A cotação do dólar subiu cerca de 36% nos últimos 12 meses, período em que a cotação média da moeda norte-americana saiu de R$ 4,02 para R$ 5,46, com base em estimativa da Fundação Getulio Vargas. No começo do ano, um fardo com seis pacotes de arroz era vendido ao atacado, segundo Eliziene Gomes, a R$ 85. Hoje, o preço alcança R$ 187.
No caso do óleo de soja, a situação não é menos preocupante, a despeito da safra recorde do grão esperada no Brasil. Os estoques do óleo baixaram na distribuição. “A gente não sabe se eles (os fornecedores) estão segurando para vender mais caro ou se realmente não tem o produto. Está difícil negociar. Já há lojas aqui na Ceasa que estão limitando quantidades, só se pode comprar 50 caixas.”

########################################

> **QUESTÕES DE ESTUDO**:
1. No texto sobre a alta dos preços, por quanto era vendido no atacado um fardo com seis pacotes de arroz no começo do ano?
2. Dê continuidade ao texto sobre a alta dos preços a partir da última frase apresentada.

########################################

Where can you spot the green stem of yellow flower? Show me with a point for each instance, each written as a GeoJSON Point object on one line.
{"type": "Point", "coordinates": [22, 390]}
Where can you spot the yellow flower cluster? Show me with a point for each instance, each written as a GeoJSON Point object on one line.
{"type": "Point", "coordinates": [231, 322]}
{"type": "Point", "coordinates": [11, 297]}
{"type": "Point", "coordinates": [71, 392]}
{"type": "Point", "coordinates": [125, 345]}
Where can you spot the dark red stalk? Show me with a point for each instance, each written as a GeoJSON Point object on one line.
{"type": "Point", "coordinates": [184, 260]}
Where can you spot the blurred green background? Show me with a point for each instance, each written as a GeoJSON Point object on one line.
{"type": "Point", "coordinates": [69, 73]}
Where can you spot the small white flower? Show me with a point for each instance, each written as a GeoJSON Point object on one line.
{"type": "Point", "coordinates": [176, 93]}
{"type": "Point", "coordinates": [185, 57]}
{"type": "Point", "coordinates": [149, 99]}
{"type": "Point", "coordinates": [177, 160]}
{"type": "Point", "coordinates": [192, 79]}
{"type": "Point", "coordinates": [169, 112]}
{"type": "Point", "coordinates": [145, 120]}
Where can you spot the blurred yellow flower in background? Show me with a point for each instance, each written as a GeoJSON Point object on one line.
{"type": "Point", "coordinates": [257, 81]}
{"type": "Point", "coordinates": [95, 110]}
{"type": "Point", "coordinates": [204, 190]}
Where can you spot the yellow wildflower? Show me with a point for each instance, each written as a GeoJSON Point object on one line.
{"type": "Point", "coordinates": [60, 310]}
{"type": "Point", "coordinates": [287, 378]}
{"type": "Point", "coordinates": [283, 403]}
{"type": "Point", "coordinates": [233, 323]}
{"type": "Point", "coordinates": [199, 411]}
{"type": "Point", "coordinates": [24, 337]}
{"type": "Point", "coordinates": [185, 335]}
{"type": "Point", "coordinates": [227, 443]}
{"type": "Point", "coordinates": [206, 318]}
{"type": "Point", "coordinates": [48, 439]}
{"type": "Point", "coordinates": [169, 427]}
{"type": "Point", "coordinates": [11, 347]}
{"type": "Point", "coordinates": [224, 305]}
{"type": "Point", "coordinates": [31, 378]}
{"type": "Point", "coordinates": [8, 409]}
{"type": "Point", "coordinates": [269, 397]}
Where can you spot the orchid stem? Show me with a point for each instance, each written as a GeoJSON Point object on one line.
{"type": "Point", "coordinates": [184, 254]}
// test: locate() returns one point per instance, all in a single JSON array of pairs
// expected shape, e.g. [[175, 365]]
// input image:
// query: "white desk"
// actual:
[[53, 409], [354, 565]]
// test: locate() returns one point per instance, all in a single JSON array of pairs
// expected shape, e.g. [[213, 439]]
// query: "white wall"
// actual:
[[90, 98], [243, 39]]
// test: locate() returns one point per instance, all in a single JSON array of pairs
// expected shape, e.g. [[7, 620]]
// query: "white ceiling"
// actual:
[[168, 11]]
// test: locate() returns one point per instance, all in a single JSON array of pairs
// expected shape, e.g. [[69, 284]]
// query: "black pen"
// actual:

########################################

> **RESPOSTAS DO EXERCÍCIO**:
1. Por R$ 85.

2.
O gerente do atacado Comercial Polegar, Willian Candido, de 58, confirma a preocupação. “A soja é toda brasileira. Dizem que a China veio e comprou tudo e que, quando chegar o meio de novembro, começo de dezembro, vai faltar óleo de soja. Não é só o arroz que subiu, a gente está ainda mais preocupado com o óleo de soja porque as indústrias não estão vendendo”, afirma.
Trabalhando há 40 anos no ramo, Wiliam Candido diz jamais ter visto aumentos como os atuais. A empresa adotou também a estratégia de limitar as compras do produto por cliente. “Dizem os representantes que vendem para mim que a soja de setembro e novembro foi toda para a China. Os Estados Unidos não estão vendendo para eles, então eles, como têm dinheiro, vêm aqui e buscam. E agora? O Brasil vai ter que comprar dos Estados Unidos a soja?”, questiona.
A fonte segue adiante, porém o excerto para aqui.